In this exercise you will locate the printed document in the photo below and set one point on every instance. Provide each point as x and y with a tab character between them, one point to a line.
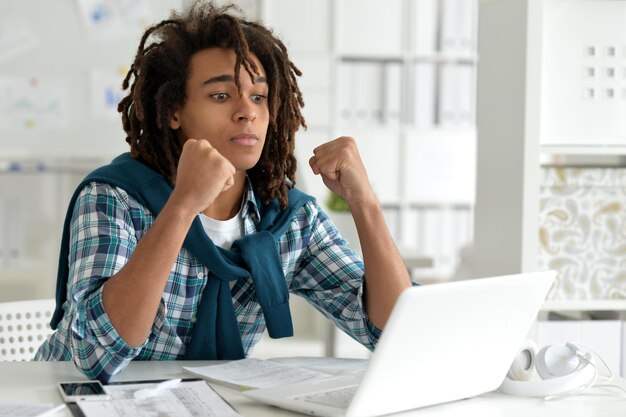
187	399
255	373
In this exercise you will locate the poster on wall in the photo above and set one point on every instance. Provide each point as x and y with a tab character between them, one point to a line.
105	20
17	36
105	92
33	103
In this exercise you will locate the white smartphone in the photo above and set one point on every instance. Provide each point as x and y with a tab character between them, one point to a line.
82	391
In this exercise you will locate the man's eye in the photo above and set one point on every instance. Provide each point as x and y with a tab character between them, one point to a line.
220	96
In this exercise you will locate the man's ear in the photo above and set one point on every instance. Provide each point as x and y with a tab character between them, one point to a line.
174	121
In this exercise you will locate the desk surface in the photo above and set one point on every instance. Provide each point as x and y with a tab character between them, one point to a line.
36	382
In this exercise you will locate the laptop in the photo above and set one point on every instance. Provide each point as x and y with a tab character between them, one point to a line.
442	342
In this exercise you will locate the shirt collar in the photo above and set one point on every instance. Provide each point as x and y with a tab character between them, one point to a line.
250	208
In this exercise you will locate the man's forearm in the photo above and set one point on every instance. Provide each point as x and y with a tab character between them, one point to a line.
385	273
132	296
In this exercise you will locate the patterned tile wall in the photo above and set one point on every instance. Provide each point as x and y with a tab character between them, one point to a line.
583	231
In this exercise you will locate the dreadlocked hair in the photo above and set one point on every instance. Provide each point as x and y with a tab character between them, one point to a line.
158	88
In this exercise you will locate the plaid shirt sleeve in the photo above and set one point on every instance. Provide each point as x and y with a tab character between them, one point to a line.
102	239
330	275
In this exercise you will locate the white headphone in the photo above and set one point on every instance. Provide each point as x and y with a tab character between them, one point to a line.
562	368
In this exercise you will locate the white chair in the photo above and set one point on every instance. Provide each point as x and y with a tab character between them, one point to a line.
23	327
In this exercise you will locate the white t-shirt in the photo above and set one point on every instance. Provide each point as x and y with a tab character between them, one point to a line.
223	232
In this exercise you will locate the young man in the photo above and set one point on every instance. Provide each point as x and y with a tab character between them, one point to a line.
187	247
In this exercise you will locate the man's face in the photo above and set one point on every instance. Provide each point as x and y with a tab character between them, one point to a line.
235	124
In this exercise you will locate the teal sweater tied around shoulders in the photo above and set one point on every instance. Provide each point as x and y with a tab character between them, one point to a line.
216	333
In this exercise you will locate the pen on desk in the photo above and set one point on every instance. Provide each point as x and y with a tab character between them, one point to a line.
144	393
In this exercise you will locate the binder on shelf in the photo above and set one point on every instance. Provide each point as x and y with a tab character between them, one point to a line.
423	103
449	42
458	26
424	24
467	16
356	34
345	87
367	93
392	93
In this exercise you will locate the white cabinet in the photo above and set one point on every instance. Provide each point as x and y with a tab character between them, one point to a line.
540	60
550	88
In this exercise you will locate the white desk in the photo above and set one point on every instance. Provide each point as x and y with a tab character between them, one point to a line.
36	382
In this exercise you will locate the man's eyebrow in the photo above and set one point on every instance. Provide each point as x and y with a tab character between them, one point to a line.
229	78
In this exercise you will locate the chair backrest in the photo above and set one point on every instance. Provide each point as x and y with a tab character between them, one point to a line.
23	327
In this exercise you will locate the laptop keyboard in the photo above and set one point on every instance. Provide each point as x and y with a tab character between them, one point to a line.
339	398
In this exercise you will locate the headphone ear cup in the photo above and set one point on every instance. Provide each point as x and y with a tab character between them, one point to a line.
523	366
557	360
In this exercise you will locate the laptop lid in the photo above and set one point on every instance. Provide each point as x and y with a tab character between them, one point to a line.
442	342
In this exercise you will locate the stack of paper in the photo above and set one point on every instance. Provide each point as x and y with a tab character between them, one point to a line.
257	373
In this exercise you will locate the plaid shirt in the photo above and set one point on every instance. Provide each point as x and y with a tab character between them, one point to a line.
106	226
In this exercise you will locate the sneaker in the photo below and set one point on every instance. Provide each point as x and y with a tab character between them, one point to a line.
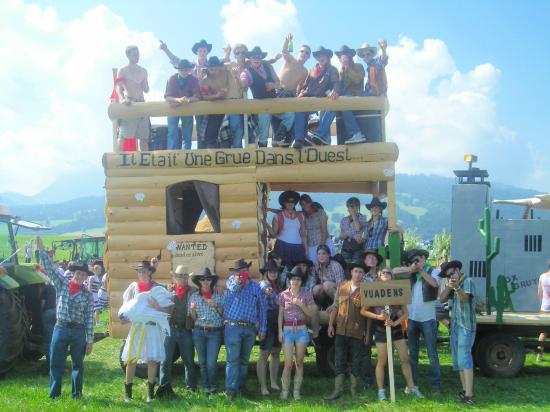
356	138
414	391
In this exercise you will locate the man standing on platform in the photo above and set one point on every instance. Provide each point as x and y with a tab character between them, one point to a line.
245	314
131	84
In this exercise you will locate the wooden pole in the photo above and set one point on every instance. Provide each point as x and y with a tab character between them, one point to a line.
389	347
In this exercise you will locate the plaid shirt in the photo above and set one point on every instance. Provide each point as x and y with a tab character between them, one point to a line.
246	304
206	314
77	308
376	234
347	226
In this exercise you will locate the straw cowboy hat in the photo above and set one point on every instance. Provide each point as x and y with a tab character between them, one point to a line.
366	48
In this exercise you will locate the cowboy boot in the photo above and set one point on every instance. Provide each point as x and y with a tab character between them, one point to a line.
285	385
297	385
338	388
150	391
128	392
353	386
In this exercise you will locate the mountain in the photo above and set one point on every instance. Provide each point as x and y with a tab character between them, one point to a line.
423	204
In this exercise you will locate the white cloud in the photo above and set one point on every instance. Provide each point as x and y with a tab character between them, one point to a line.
260	22
438	113
55	79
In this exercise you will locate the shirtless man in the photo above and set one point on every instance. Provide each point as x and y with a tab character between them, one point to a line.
131	84
292	76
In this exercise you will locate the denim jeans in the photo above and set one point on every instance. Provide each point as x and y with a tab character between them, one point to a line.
236	123
429	330
183	338
48	323
67	340
208	345
238	341
345	346
264	121
174	140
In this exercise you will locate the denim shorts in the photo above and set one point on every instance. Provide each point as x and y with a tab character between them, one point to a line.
292	336
461	348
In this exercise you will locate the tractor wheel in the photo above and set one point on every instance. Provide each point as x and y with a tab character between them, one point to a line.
500	355
13	330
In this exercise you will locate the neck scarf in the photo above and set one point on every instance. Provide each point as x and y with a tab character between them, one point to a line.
74	287
144	287
180	291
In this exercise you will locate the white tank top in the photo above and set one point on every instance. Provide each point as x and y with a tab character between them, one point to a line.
291	231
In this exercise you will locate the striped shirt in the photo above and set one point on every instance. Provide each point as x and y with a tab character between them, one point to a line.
77	308
206	314
246	304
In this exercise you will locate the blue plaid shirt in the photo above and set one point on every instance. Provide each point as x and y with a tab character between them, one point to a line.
246	304
376	234
77	308
206	314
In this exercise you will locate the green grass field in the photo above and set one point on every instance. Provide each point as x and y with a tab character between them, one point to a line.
26	389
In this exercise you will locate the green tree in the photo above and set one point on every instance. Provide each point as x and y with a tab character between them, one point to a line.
441	249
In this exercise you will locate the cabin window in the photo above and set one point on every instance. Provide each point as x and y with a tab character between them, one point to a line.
192	207
532	243
478	269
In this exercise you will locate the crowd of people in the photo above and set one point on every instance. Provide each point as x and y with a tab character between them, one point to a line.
213	78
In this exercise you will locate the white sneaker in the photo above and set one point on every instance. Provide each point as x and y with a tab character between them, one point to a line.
414	391
357	138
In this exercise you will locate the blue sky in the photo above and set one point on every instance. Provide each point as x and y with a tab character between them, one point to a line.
499	48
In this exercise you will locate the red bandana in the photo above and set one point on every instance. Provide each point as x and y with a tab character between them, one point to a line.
144	287
180	291
74	287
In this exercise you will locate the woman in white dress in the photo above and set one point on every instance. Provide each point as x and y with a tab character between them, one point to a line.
143	303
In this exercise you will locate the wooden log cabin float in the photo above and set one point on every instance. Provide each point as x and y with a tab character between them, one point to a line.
209	207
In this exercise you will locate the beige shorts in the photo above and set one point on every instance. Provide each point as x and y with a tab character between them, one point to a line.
140	128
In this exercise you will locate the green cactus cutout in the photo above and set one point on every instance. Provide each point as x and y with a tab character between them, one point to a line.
484	228
501	298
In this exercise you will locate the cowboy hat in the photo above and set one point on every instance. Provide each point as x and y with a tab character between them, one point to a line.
206	274
256	51
240	264
358	264
364	49
185	64
345	50
289	195
144	264
321	50
375	202
200	44
379	258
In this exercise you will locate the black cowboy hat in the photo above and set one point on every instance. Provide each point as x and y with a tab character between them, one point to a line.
297	272
321	50
185	64
214	61
82	266
379	258
271	267
206	274
256	51
376	202
411	254
240	264
358	264
144	264
452	264
289	195
345	50
200	44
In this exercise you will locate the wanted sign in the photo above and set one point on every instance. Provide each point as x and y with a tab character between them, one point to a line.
393	292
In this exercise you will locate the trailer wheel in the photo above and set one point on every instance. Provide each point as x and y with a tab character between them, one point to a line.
500	355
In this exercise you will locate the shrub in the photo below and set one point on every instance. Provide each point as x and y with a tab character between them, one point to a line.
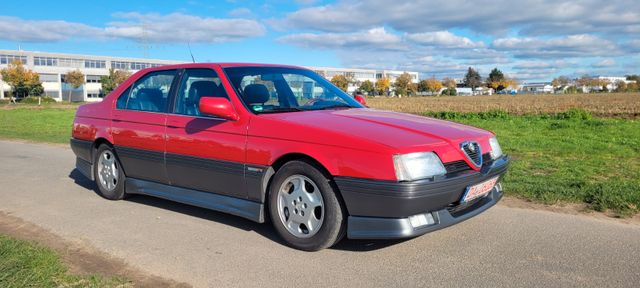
574	114
34	100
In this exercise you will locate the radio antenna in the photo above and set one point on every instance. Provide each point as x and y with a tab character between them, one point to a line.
192	59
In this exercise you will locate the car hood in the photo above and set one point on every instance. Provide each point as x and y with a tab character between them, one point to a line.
397	130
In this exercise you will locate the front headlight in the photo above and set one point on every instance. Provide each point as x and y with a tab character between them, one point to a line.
417	165
496	151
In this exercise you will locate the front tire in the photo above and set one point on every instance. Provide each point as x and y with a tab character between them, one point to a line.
304	207
108	173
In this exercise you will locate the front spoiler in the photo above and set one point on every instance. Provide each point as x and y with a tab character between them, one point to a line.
359	227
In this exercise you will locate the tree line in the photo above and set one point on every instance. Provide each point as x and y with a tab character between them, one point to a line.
25	82
568	85
403	85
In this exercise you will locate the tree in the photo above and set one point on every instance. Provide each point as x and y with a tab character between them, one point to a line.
23	82
496	79
75	78
382	86
367	86
634	78
472	79
431	85
449	83
115	78
560	82
621	86
341	82
450	92
404	84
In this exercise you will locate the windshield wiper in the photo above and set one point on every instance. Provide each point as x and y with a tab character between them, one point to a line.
280	110
333	107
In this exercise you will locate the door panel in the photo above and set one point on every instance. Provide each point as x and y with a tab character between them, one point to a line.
204	153
139	124
139	142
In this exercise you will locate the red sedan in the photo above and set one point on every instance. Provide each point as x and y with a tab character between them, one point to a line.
282	143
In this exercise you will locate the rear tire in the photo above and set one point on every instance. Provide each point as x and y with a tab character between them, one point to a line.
305	208
108	173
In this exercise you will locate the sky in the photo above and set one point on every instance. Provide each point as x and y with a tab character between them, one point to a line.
530	40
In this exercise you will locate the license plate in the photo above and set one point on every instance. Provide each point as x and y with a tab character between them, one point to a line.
479	190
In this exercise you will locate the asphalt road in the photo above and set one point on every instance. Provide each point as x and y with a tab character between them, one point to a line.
504	247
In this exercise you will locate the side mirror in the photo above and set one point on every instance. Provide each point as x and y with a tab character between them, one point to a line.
360	99
218	107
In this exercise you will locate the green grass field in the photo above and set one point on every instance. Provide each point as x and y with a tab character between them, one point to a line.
561	157
27	264
43	125
568	157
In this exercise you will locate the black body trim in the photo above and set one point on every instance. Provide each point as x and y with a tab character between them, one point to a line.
240	207
391	199
395	228
142	164
85	168
215	176
82	149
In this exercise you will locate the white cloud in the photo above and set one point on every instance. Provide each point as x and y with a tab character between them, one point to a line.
604	63
180	28
16	29
376	38
583	45
443	39
171	28
533	17
241	13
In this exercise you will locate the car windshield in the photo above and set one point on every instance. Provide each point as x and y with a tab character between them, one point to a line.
280	90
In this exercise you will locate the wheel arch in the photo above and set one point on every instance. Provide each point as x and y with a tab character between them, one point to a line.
283	159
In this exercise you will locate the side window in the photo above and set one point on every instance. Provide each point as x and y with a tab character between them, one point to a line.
151	92
197	83
122	99
266	81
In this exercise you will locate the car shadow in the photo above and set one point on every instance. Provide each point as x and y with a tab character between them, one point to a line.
263	229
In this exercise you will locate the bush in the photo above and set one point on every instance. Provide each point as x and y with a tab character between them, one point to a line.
449	115
34	100
574	114
449	92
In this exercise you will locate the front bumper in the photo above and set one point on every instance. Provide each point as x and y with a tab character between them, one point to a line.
387	209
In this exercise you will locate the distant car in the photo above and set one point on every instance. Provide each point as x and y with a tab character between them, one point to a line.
282	143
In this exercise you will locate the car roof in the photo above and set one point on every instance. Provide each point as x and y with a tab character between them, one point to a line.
223	65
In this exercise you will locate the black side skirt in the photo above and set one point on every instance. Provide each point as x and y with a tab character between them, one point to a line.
240	207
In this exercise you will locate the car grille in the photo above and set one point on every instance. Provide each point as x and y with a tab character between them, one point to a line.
472	149
457	209
461	165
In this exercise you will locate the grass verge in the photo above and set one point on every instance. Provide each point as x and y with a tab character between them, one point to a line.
51	125
28	264
567	156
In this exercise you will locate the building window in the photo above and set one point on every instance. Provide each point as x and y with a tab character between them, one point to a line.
67	62
48	77
93	78
8	59
120	65
98	64
45	61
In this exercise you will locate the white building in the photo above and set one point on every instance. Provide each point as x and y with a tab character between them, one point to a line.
53	66
537	88
613	81
360	75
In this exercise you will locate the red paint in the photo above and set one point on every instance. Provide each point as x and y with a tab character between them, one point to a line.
218	107
353	142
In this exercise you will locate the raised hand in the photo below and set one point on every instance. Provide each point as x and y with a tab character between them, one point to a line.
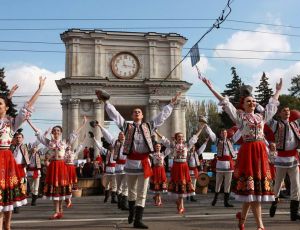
42	82
279	85
12	91
174	99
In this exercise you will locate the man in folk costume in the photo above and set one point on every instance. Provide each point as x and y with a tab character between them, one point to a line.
20	152
287	139
34	171
110	182
138	145
120	159
224	166
194	163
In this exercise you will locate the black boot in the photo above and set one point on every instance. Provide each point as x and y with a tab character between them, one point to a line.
273	207
294	210
119	197
131	211
16	210
33	200
226	199
106	195
113	198
138	218
213	203
192	199
124	203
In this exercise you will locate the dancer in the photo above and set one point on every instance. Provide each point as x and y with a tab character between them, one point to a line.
137	146
252	179
34	171
194	163
224	166
158	181
287	139
180	182
120	159
70	156
13	192
57	186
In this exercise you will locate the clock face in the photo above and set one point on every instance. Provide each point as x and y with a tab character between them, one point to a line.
125	65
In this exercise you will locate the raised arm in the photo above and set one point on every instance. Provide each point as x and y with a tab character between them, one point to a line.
211	88
203	147
106	134
114	115
42	138
211	134
35	96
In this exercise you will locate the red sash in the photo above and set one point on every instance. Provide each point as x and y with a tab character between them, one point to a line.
227	158
144	158
196	173
111	164
121	162
21	170
35	172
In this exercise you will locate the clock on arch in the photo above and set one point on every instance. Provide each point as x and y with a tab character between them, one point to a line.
125	65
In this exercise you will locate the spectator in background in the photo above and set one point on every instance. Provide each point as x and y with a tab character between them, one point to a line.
86	153
92	153
88	168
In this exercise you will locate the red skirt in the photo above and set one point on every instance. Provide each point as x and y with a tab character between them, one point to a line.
57	185
158	180
180	182
252	179
72	174
12	191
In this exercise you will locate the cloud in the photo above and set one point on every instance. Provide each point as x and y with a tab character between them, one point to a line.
244	40
190	73
275	74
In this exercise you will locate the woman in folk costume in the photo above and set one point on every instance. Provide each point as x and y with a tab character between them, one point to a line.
180	182
70	156
252	182
194	163
158	180
12	192
57	186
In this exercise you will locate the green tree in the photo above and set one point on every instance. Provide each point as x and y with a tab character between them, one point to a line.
264	92
4	91
295	88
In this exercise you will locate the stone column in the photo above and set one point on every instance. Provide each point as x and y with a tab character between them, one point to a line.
64	104
74	103
75	63
99	116
183	120
152	60
176	121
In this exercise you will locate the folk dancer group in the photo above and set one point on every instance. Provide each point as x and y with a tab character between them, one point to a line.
128	168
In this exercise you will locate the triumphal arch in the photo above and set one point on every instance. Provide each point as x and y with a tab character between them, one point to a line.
128	65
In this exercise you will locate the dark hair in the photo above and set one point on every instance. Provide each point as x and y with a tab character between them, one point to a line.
8	103
57	126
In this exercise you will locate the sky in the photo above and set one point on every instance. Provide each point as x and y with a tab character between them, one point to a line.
30	48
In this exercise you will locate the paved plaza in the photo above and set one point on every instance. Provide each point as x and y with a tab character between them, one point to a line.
91	213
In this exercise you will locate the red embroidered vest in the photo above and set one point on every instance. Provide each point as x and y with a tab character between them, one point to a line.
280	134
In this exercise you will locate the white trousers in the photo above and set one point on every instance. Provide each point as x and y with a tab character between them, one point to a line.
34	185
137	189
122	187
110	182
294	179
227	177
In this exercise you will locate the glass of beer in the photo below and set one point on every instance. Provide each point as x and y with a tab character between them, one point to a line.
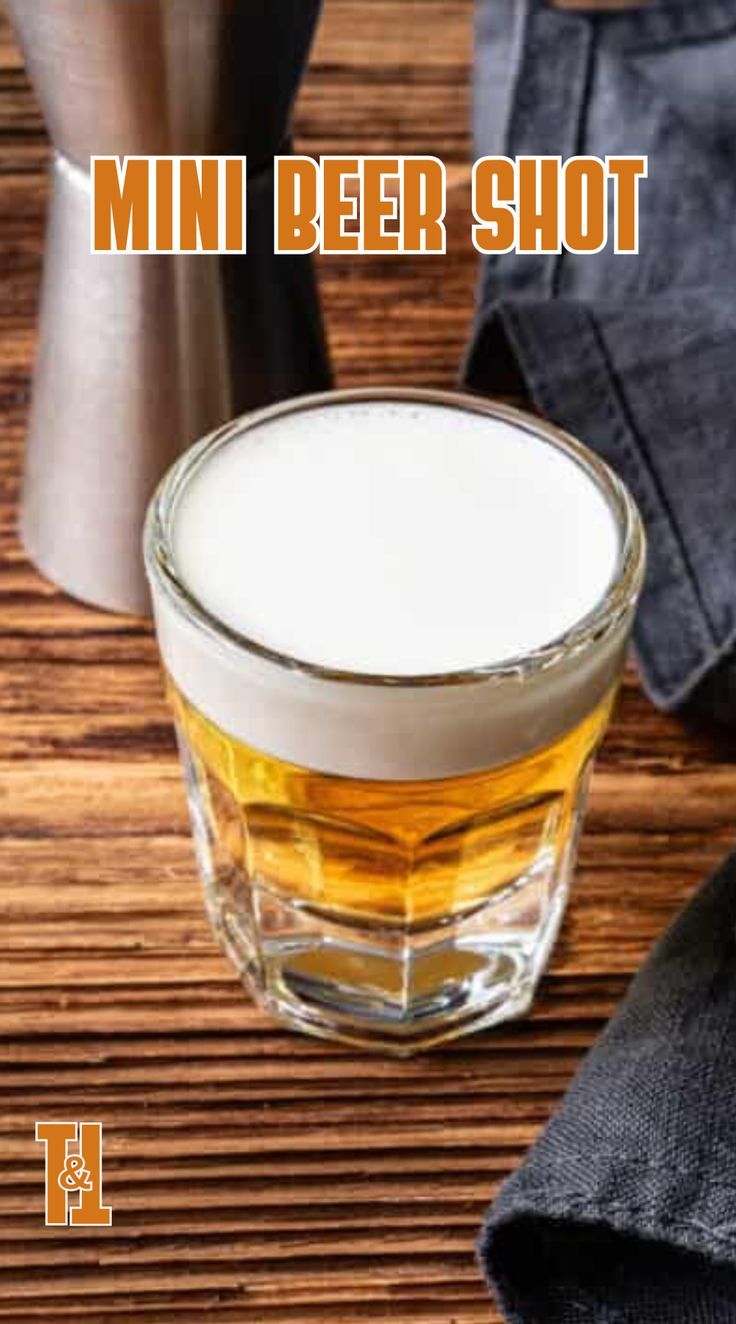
392	624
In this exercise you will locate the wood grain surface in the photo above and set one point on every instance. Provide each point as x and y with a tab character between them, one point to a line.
257	1176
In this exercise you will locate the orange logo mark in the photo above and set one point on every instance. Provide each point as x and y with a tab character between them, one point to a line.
68	1173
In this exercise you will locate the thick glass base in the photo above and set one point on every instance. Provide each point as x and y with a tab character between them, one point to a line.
346	928
399	992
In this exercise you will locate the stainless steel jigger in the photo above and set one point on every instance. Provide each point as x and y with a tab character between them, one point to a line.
142	354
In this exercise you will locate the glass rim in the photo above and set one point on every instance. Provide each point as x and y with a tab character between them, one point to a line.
584	634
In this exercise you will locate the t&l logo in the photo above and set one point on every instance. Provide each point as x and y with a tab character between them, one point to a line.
74	1165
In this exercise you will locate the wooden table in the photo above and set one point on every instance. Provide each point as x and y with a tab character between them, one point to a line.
257	1176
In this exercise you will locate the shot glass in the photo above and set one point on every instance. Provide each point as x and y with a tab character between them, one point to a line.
387	858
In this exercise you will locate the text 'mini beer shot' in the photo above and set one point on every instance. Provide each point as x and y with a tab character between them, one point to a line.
393	624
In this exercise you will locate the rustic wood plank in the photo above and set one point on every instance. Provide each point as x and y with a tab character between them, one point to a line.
258	1176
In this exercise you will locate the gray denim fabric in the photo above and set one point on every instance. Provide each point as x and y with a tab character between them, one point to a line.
625	1210
633	354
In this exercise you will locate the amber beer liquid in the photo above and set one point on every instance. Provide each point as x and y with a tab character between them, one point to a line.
393	625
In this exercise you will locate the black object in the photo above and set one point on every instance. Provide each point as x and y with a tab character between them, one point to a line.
633	354
625	1210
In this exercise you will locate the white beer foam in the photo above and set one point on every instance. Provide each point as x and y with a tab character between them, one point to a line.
392	538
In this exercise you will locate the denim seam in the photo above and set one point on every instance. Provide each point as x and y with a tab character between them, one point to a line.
612	404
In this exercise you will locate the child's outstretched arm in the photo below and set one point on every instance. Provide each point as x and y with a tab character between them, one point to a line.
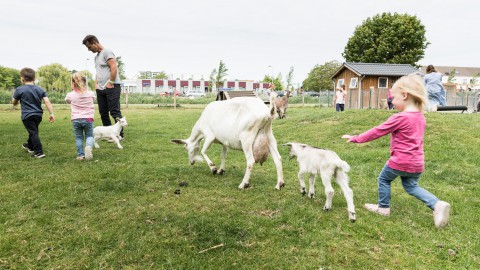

-.-.-

Pull out every line of the data above that contains the word "beer", and note that case counts.

In this exercise you will locate the glass of beer in the photo below and set one point on every instance. Provide each point as x and y with a tab character between them, one point to a line.
In this exercise you will locate the text 'mini beer shot' in the photo above and set one point on every instance. Provide each point as x and y with a tab character between them, one point to a line.
In this exercise you will locate the amber beer liquid in the photo above and set one point on every instance. Provide each point as x and y with a tab character between them, one point to a line.
In this exercise you will locate the white beer foam in the photo above and set one point on every instance. Provide each point as x and y with a tab character between them, one point to a line.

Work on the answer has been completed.